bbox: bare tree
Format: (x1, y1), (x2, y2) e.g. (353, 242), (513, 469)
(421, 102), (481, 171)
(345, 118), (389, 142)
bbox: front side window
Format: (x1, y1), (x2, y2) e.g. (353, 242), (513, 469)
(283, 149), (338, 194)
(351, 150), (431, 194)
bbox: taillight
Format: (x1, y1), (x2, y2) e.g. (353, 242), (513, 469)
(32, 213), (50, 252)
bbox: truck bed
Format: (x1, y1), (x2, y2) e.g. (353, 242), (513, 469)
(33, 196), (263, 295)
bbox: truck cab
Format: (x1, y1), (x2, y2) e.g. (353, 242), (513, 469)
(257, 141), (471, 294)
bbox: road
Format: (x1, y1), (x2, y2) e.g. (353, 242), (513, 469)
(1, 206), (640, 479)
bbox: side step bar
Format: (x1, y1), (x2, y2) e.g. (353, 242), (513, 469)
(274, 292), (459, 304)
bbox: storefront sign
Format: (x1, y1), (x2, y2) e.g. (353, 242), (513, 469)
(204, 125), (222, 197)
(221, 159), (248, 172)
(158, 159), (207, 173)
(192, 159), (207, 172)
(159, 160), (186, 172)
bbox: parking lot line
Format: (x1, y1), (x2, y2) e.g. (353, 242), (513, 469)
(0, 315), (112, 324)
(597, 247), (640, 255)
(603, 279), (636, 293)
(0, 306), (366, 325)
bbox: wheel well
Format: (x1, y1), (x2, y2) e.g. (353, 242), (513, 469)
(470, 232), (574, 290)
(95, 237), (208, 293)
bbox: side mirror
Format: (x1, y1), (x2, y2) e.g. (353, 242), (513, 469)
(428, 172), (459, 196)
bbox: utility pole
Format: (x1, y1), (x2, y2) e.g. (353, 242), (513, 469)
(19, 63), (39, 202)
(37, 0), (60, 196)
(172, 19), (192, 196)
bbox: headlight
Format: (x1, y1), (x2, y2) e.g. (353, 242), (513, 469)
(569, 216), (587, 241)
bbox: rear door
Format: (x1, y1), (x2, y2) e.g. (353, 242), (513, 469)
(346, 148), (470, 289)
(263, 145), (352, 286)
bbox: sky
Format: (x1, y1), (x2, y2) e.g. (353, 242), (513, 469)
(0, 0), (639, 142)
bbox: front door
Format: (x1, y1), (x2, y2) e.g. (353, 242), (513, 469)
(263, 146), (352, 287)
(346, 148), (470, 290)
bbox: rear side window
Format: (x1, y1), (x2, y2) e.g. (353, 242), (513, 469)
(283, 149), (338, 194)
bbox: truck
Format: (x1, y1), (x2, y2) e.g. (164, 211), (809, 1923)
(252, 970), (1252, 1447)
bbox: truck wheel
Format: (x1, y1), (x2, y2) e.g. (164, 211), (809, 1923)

* **What is being asked**
Copy each line of the records containing the string "side".

* **Exercise result**
bbox: front side window
bbox: side step bar
bbox: side mirror
bbox: rear side window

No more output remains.